- _To-do list_
#1 In the pull request page on Intel CPU temperature readings, rewrite the paragraph that begins "This code probably should be changed" as a short bulleted list that keeps its main facts.
#2 Summarize the pull request page on Intel CPU temperature readings in two sentences.
#3 Translate this sentence from the pull request page on Intel CPU temperature readings into Spanish: "I don't really know C, so it is what it is."

- _Selected extract_
Skip to content
New issue

Have a question about this project? Sign up for a free GitHub account to open an issue and contact its maintainers and the community.

By clicking “Sign up for GitHub”, you agree to our terms of service and privacy statement. We’ll occasionally send you account related emails.

Already on GitHub? Sign in to your account

Fix temperature readings on Intel CPUs with heterogeneous core design #1269

Draft
wants to merge 1 commit into
base: main
Choose a base branch
from

Conversation

dawidpotocki
Copy link

Fixes #1048

I don't really know C, so it is what it is.

This code probably should be changed to also handle CPUs that use ,
instead of - in sysfs. Could probably then replace the code that just
blindly copies the temperatures of the first half to the second half.

Screenshots

Before
Screenshot of htop with incorrect temperature readings

After
Screenshot of htop with correct temperature readings

Example sysfs output of a Raptor Lake CPU (i7-13700K)

- _Supplied records_
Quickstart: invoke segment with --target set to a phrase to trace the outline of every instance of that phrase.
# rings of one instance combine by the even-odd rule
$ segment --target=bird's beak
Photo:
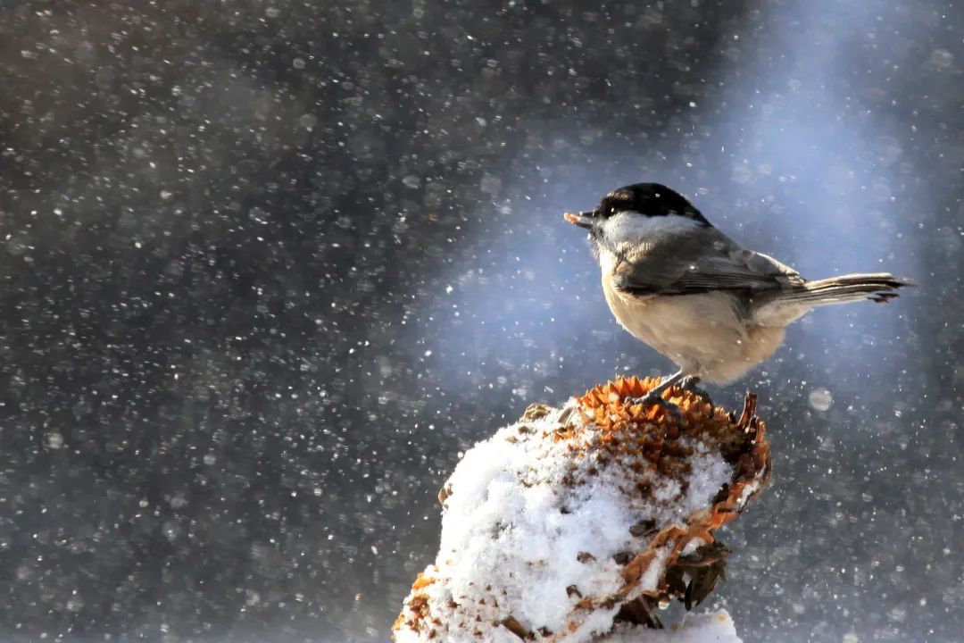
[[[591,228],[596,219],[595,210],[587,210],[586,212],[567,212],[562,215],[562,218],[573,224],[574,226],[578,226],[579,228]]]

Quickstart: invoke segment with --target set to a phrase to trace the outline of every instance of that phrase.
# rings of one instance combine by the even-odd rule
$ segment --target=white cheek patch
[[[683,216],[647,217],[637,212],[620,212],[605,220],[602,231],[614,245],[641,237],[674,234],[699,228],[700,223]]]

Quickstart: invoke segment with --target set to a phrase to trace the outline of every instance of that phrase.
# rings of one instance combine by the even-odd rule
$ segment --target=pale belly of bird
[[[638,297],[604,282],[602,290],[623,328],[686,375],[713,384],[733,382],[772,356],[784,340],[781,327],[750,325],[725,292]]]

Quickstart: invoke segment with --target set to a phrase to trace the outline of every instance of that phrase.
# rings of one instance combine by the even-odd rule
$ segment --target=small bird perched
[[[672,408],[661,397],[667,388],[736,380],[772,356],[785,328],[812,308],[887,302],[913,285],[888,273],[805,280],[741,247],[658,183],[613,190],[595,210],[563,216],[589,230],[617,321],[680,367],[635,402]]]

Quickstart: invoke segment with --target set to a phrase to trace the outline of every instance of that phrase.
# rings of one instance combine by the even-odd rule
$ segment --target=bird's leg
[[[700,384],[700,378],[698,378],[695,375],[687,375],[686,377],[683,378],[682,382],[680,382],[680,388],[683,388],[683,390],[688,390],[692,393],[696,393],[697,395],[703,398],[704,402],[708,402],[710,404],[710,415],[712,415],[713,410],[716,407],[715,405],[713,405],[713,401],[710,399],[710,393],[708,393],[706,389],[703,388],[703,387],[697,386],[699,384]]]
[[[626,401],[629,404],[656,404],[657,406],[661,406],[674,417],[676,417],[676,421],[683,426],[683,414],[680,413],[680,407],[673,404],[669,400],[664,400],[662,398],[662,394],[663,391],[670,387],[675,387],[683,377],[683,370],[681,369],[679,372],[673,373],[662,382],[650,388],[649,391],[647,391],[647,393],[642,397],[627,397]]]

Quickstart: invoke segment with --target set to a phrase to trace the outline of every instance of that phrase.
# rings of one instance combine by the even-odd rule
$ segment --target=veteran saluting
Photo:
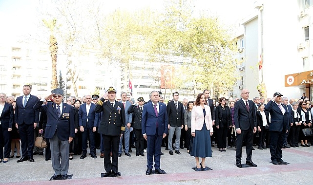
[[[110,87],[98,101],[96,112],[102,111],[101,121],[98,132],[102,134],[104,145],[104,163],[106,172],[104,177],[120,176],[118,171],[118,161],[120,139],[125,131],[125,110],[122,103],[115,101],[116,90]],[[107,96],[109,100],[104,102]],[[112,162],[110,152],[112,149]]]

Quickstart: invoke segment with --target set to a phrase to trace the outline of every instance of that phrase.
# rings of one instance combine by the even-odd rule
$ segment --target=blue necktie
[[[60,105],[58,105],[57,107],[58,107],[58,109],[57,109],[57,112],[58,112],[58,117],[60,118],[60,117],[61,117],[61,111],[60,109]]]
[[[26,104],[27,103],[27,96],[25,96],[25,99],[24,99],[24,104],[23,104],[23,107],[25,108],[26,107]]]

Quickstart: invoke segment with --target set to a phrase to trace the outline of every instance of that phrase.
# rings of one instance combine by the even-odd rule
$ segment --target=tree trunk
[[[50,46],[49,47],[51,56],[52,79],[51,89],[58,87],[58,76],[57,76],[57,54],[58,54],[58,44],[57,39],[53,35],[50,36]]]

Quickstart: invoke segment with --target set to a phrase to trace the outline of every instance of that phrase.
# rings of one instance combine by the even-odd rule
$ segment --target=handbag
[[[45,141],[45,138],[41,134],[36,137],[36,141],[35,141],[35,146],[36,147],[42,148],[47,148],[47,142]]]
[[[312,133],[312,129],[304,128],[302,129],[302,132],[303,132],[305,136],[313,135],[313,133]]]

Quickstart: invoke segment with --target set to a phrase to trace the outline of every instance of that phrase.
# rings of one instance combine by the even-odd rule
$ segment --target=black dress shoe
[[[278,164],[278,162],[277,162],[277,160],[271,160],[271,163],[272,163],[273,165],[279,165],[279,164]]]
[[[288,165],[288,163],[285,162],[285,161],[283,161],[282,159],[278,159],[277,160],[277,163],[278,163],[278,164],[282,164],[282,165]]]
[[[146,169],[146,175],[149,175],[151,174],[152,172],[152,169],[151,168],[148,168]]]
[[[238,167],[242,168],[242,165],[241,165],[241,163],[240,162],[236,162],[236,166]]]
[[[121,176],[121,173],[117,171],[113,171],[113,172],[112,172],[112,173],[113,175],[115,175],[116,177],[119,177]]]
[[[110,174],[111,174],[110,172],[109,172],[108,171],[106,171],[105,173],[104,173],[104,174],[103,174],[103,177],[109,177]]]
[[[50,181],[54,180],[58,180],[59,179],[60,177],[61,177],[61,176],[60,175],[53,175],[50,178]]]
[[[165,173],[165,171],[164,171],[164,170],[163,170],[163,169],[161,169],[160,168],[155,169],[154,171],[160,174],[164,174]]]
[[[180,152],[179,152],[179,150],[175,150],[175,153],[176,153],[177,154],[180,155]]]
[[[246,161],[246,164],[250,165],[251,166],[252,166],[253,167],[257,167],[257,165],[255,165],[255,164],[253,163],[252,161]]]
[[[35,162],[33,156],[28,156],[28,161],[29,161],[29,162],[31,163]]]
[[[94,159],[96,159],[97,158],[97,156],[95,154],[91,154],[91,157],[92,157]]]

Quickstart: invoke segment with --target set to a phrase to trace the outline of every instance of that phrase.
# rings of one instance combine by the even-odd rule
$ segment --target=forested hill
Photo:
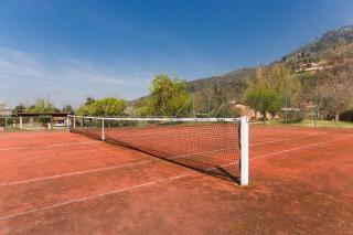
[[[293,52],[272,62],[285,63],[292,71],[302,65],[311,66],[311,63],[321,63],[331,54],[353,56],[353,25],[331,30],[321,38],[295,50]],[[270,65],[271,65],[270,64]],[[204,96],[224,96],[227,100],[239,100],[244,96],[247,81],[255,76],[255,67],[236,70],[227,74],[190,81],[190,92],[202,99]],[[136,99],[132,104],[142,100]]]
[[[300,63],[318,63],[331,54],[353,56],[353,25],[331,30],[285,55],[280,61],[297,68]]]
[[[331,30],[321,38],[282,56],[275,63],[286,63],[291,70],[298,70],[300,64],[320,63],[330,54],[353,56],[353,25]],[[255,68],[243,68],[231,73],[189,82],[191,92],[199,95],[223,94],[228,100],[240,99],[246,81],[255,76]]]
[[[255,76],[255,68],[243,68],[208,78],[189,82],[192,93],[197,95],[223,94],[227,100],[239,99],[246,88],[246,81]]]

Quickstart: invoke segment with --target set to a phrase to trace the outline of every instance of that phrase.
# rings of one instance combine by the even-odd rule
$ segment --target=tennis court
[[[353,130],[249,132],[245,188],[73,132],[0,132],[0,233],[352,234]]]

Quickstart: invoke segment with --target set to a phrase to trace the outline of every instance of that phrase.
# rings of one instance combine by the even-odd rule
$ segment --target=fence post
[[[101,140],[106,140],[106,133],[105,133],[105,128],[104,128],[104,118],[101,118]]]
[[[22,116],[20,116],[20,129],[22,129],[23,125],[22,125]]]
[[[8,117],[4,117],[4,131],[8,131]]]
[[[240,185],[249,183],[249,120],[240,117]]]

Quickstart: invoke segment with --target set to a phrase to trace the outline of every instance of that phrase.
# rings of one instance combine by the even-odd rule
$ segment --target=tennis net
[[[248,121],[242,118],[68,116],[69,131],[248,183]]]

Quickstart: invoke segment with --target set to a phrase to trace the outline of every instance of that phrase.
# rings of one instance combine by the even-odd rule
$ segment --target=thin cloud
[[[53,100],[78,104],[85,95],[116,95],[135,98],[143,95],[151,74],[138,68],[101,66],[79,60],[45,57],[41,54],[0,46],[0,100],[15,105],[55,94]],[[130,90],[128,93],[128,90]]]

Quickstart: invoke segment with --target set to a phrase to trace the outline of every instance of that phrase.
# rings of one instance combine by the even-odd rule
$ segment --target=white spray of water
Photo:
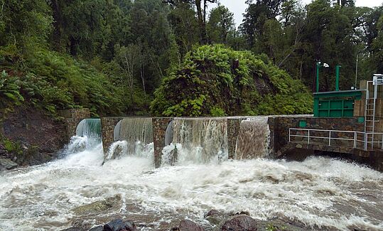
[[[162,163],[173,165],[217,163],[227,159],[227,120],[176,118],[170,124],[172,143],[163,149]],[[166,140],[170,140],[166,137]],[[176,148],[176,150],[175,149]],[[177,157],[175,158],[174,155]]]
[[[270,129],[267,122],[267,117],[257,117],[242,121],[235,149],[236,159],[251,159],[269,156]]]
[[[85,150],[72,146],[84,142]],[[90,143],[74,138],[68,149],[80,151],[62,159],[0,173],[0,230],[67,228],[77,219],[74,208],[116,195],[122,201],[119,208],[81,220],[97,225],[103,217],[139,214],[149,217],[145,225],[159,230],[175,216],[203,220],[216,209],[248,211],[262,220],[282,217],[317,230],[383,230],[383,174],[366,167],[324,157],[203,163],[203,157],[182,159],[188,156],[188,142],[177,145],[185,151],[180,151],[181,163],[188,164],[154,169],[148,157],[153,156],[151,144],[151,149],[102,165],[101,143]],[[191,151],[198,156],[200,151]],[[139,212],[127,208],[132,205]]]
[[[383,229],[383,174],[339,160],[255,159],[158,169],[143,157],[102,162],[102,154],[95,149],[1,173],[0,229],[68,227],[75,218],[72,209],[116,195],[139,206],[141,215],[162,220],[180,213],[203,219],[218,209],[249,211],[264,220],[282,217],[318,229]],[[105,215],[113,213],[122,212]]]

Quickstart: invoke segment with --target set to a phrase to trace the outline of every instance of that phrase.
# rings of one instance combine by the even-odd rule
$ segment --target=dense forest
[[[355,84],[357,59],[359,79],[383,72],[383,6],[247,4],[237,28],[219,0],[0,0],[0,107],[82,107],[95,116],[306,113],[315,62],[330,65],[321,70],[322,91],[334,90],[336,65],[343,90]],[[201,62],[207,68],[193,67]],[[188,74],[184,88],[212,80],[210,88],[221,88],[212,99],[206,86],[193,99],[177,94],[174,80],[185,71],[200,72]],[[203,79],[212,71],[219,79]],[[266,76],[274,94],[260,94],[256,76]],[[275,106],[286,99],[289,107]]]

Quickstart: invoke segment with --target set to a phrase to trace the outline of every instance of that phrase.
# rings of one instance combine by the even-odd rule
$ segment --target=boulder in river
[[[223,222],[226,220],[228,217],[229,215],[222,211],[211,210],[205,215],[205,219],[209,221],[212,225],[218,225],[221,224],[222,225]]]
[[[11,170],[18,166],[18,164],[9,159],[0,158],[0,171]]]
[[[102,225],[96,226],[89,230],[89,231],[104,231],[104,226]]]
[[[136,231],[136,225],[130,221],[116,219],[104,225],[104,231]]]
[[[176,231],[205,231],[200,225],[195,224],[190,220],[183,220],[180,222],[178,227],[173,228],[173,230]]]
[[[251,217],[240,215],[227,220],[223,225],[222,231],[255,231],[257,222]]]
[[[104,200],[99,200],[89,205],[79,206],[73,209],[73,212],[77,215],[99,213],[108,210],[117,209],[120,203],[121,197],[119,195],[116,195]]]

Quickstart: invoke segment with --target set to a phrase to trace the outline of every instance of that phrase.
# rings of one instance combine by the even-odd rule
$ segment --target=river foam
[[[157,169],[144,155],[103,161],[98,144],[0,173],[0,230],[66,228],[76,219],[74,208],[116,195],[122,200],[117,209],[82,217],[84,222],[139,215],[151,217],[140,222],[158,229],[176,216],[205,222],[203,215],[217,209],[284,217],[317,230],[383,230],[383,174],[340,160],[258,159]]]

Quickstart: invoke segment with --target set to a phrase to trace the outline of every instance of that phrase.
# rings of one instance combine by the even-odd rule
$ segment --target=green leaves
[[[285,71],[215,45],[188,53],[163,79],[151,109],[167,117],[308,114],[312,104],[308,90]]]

- _Solutions to the problems_
#1
- The code should probably also handle CPUs that use "," instead of "-" in sysfs.
- That change could then replace the code that blindly copies the first half's temperatures to the second half.

#2 A draft pull request fixing issue #1048 aims to correct temperature readings on Intel CPUs with a heterogeneous core design. Its author suggests the code should probably also handle CPUs that use a comma instead of a hyphen in sysfs, which could then replace code that blindly copies the first half's temperatures to the second half.

#3 En realidad no sé C, así que es lo que hay.